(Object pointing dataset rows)
=-=-=
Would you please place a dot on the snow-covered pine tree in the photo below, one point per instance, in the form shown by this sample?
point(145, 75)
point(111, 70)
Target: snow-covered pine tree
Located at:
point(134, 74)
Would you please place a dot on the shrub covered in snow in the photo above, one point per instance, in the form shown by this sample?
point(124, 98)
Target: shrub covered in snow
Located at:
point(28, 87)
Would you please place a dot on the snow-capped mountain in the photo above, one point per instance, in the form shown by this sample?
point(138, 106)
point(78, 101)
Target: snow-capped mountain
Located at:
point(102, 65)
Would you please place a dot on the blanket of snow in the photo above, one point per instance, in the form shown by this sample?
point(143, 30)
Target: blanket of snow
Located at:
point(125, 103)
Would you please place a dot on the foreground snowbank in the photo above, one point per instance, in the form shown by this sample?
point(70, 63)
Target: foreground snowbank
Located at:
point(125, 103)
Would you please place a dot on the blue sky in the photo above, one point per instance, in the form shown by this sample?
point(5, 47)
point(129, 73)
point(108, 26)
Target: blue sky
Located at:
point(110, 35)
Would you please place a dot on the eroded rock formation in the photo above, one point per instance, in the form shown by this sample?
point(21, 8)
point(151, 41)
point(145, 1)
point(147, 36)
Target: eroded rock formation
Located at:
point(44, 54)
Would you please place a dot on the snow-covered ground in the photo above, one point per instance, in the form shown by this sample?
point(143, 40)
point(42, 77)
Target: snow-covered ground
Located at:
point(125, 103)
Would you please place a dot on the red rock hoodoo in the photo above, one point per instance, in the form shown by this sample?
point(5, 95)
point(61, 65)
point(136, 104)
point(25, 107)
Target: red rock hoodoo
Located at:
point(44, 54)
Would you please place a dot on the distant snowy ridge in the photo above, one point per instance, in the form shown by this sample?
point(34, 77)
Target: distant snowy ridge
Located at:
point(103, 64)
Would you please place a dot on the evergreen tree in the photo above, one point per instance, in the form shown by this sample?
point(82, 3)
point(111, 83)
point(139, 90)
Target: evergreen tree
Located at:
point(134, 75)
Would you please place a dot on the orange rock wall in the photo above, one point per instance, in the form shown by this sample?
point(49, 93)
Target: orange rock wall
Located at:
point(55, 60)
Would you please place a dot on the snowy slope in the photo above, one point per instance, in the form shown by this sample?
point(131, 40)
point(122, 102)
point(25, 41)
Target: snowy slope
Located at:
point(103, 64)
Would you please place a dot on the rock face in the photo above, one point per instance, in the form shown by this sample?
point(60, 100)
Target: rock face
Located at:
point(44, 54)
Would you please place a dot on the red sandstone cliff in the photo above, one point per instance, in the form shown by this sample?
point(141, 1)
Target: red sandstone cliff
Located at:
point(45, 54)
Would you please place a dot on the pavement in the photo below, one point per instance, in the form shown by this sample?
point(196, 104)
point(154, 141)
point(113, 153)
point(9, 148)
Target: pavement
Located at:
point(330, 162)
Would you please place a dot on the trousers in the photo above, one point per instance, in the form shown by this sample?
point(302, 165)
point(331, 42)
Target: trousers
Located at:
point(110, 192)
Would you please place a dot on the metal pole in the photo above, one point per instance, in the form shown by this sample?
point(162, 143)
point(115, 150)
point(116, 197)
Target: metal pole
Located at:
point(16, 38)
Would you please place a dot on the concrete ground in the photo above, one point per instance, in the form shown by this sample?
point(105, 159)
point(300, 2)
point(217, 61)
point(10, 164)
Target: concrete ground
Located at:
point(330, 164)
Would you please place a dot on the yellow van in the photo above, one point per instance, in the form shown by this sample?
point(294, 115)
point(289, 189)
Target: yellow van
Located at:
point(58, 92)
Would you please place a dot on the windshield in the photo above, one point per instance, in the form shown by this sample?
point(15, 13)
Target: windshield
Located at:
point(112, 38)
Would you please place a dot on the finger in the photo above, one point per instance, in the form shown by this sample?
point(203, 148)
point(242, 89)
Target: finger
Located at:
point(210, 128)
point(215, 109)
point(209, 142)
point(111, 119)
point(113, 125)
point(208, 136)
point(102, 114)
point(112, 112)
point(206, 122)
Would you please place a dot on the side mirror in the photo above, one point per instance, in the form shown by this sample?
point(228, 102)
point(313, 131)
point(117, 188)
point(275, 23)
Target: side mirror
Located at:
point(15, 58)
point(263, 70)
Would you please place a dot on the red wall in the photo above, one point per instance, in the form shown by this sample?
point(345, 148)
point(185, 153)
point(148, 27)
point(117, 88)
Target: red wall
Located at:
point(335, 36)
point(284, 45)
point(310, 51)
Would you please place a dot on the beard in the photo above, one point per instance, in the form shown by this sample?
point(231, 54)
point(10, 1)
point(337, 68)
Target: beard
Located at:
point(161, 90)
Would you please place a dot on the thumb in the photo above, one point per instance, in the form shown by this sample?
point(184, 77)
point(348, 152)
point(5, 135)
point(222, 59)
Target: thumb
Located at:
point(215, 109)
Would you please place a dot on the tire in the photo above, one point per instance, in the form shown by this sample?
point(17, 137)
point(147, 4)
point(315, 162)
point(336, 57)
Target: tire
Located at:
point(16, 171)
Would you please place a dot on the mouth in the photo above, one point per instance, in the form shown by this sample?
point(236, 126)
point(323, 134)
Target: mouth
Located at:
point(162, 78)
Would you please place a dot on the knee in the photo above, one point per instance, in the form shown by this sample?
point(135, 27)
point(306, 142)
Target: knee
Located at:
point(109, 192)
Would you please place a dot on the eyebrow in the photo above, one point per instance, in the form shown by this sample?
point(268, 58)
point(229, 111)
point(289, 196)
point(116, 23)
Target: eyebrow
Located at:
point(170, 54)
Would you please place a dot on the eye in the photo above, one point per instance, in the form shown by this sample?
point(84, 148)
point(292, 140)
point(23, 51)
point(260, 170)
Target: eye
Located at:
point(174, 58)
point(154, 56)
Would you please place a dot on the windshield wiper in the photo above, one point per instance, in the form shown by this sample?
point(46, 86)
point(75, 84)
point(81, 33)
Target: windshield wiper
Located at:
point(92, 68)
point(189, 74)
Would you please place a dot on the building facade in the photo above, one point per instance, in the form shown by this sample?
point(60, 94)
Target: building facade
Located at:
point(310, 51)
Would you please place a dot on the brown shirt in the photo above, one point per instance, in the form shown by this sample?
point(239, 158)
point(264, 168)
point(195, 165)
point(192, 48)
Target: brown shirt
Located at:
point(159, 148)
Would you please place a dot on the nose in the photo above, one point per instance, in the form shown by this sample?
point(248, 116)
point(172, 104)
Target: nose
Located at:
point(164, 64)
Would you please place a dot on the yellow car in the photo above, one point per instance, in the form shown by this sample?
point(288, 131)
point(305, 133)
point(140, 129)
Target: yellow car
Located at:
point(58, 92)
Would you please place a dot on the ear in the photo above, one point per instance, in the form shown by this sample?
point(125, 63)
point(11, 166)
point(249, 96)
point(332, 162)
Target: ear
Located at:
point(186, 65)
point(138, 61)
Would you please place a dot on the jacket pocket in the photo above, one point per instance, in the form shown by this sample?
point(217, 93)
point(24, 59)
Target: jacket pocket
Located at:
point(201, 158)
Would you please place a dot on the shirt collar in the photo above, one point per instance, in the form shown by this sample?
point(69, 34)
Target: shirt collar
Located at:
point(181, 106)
=-=-=
§ **GIVEN PROBLEM**
Put every line of the rows above into a numbered list, leaving out any blank lines.

§ **OUTPUT FOR THIS EXERCISE**
1. Would you please place a dot on the snow-covered pine tree in the photo below, one point per instance, in the form shown by this sample?
2. point(145, 75)
3. point(111, 70)
4. Target: snow-covered pine tree
5. Located at:
6. point(134, 74)
7. Would you please place a dot on the shrub covered in snow in the photo above, one point per instance, in the form shown by this sample?
8. point(124, 98)
9. Target: shrub covered in snow
10. Located at:
11. point(28, 87)
12. Would you please place a dot on the snow-capped mountain in the photo above, one point per instance, in the form shown by this sample?
13. point(138, 106)
14. point(78, 101)
15. Target: snow-capped mountain
16. Located at:
17. point(102, 65)
18. Would you please place a dot on the blanket of snow in the photo above, one point per instance, in the form shown by this sample?
19. point(143, 30)
20. Target: blanket of snow
21. Located at:
22. point(125, 103)
23. Would you please place a dot on the foreground snowbank in the photo above, one point per instance, in the form shown by this sample?
24. point(70, 63)
25. Target: foreground snowbank
26. Located at:
27. point(125, 103)
28. Would you please place a dot on the blue sky in the photo above, one point per instance, in the form shown by this sample?
29. point(5, 47)
30. point(129, 73)
31. point(108, 26)
32. Target: blue sky
33. Located at:
34. point(110, 35)
35. Would you please place a dot on the eroded rock formation in the photo above, one point per instance, in the form shown by this sample?
36. point(21, 8)
37. point(151, 41)
38. point(145, 1)
39. point(147, 36)
40. Target: eroded rock formation
41. Located at:
42. point(44, 54)
43. Would you please place a dot on the snow-covered ground in the photo above, one point per instance, in the form shown by this sample?
44. point(143, 40)
45. point(42, 77)
46. Target: snow-covered ground
47. Located at:
48. point(125, 103)
49. Would you please place a dot on the red rock hoodoo in the photo above, one point per instance, in the form shown by this sample?
50. point(5, 95)
51. point(61, 65)
52. point(136, 104)
53. point(25, 107)
54. Target: red rock hoodoo
55. Located at:
56. point(44, 54)
57. Would you please place a dot on the distant snowy ridge in the photo above, one point per instance, in the form shown by this sample?
58. point(34, 77)
59. Target: distant snowy ridge
60. Located at:
61. point(103, 64)
62. Would you please place a dot on the evergreen tree in the photo above, one point per instance, in the form shown by this sample?
63. point(82, 3)
64. point(111, 83)
65. point(139, 90)
66. Target: evergreen tree
67. Located at:
68. point(134, 75)
69. Would you please place a dot on the orange rock wall in the photo above, one point per instance, in the form shown by this sample?
70. point(49, 93)
71. Target: orange rock wall
72. Located at:
73. point(55, 60)
74. Would you please place a dot on the snowy slope in the photo above, one point per instance, in the form shown by this sample?
75. point(131, 40)
76. point(122, 102)
77. point(25, 41)
78. Target: snowy slope
79. Located at:
80. point(103, 64)
81. Would you please place a dot on the rock face in the photo above, one point per instance, in the form shown by this sample?
82. point(60, 100)
83. Target: rock face
84. Located at:
85. point(44, 54)
86. Would you please place a dot on the red sandstone cliff in the photo above, one point per instance, in the form shown by this sample?
87. point(141, 1)
88. Target: red sandstone cliff
89. Located at:
90. point(45, 54)
91. Would you please place a dot on the pavement in the photo below, one point per instance, in the form shown by this sample?
92. point(196, 104)
93. point(154, 141)
94. point(113, 153)
95. point(9, 148)
96. Target: pavement
97. Located at:
98. point(330, 162)
99. Would you please place a dot on the trousers in the photo above, one point per instance, in the form shown by this sample?
100. point(302, 165)
101. point(331, 42)
102. Target: trousers
103. Located at:
104. point(110, 192)
105. Would you please place a dot on the metal pole in the photo above, one point per instance, in the form shown by this sample?
106. point(162, 143)
107. point(115, 150)
108. point(116, 197)
109. Target: metal pole
110. Located at:
111. point(16, 38)
112. Would you please place a dot on the concrete ground in the photo above, one point per instance, in the form shown by this sample?
113. point(105, 159)
114. point(300, 2)
115. point(217, 61)
116. point(10, 164)
117. Target: concrete ground
118. Located at:
119. point(330, 164)
120. Would you please place a dot on the yellow van in the photo above, one point per instance, in the form shown by this sample?
121. point(294, 115)
122. point(289, 189)
123. Target: yellow van
124. Located at:
125. point(58, 92)
126. Would you please place a dot on the windshield in the photo above, one point per instance, in the form shown by this sample?
127. point(15, 13)
128. Target: windshield
129. Located at:
130. point(112, 38)
131. Would you please place a dot on the finger in the photo above, one point per instance, in the form shown by this sample?
132. point(203, 148)
133. point(242, 89)
134. Target: finger
135. Located at:
136. point(210, 128)
137. point(215, 109)
138. point(209, 142)
139. point(111, 119)
140. point(113, 125)
141. point(208, 136)
142. point(102, 114)
143. point(112, 112)
144. point(206, 122)
145. Would you please place a dot on the side mirror in the photo above, one point per instance, in the form shown by this sample?
146. point(228, 102)
147. point(313, 131)
148. point(117, 188)
149. point(275, 23)
150. Target: side mirror
151. Located at:
152. point(15, 58)
153. point(263, 70)
154. Would you please place a dot on the red wall in the photo above, one point per instance, in the form shown by this sample?
155. point(345, 148)
156. point(185, 153)
157. point(148, 27)
158. point(117, 88)
159. Target: red wall
160. Located at:
161. point(335, 36)
162. point(284, 45)
163. point(310, 51)
164. Would you please place a dot on the beard in the photo above, one point per instance, in the form shown by this sample?
165. point(231, 54)
166. point(10, 1)
167. point(337, 68)
168. Target: beard
169. Located at:
170. point(161, 90)
171. Would you please place a dot on the thumb in the photo above, one point per instance, in the form shown by this sample?
172. point(184, 77)
173. point(348, 152)
174. point(5, 135)
175. point(222, 59)
176. Target: thumb
177. Located at:
178. point(215, 109)
179. Would you please place a dot on the tire in the photo above, one point per instance, in the form shown by this sample?
180. point(17, 137)
181. point(147, 4)
182. point(315, 162)
183. point(336, 57)
184. Target: tire
185. Located at:
186. point(16, 171)
187. Would you please place a dot on the mouth in the photo above, one point per instance, in the form shown by this sample?
188. point(236, 126)
189. point(323, 134)
190. Target: mouth
191. Located at:
192. point(162, 78)
193. Would you please place a dot on the knee in the photo above, one point per instance, in the form shown by this sample?
194. point(135, 27)
195. point(306, 142)
196. Target: knee
197. Located at:
198. point(109, 192)
199. Would you please place a dot on the eyebrow in the photo above, one point per instance, in the form shown by this sample?
200. point(268, 58)
201. point(229, 111)
202. point(289, 196)
203. point(116, 23)
204. Target: eyebrow
205. Located at:
206. point(170, 54)
207. Would you please place a dot on the eye in the photo above, one point per instance, in the form shown by this sample?
208. point(84, 148)
209. point(292, 140)
210. point(23, 51)
211. point(260, 170)
212. Target: eye
213. Located at:
214. point(174, 58)
215. point(154, 56)
216. Would you please place a dot on the windshield wiper in the photo above, one point per instance, in the form shown by this sample?
217. point(46, 86)
218. point(75, 84)
219. point(81, 33)
220. Target: windshield wiper
221. Located at:
222. point(92, 68)
223. point(189, 74)
224. Would you please place a dot on the building facade in the photo above, one point per instance, in the form shown by this sample?
225. point(60, 94)
226. Target: building facade
227. Located at:
228. point(310, 51)
229. Would you please place a dot on the brown shirt in the photo above, one point per instance, in the form shown by this sample?
230. point(239, 158)
231. point(264, 168)
232. point(195, 165)
233. point(192, 48)
234. Target: brown shirt
235. Located at:
236. point(159, 148)
237. Would you please place a dot on the nose in the photo above, one point per instance, in the form shown by this sample?
238. point(248, 116)
239. point(172, 104)
240. Target: nose
241. Located at:
242. point(164, 64)
243. Would you please place a dot on the yellow car in the photo above, one point per instance, in the form shown by this sample?
244. point(288, 131)
245. point(305, 133)
246. point(140, 129)
247. Target: yellow car
248. Located at:
249. point(58, 92)
250. Would you please place a dot on the ear in the photo above, one point per instance, in the form shown by this sample?
251. point(125, 63)
252. point(11, 166)
253. point(249, 96)
254. point(332, 162)
255. Target: ear
256. Located at:
257. point(186, 65)
258. point(138, 61)
259. Would you please place a dot on the jacket pocket in the photo above, one point per instance, in the form shown by this sample?
260. point(217, 93)
261. point(24, 59)
262. Target: jacket pocket
263. Located at:
264. point(201, 158)
265. Would you please place a dot on the shirt collar in the photo above, one point per instance, in the form shown by this sample?
266. point(69, 34)
267. Target: shirt collar
268. Located at:
269. point(181, 106)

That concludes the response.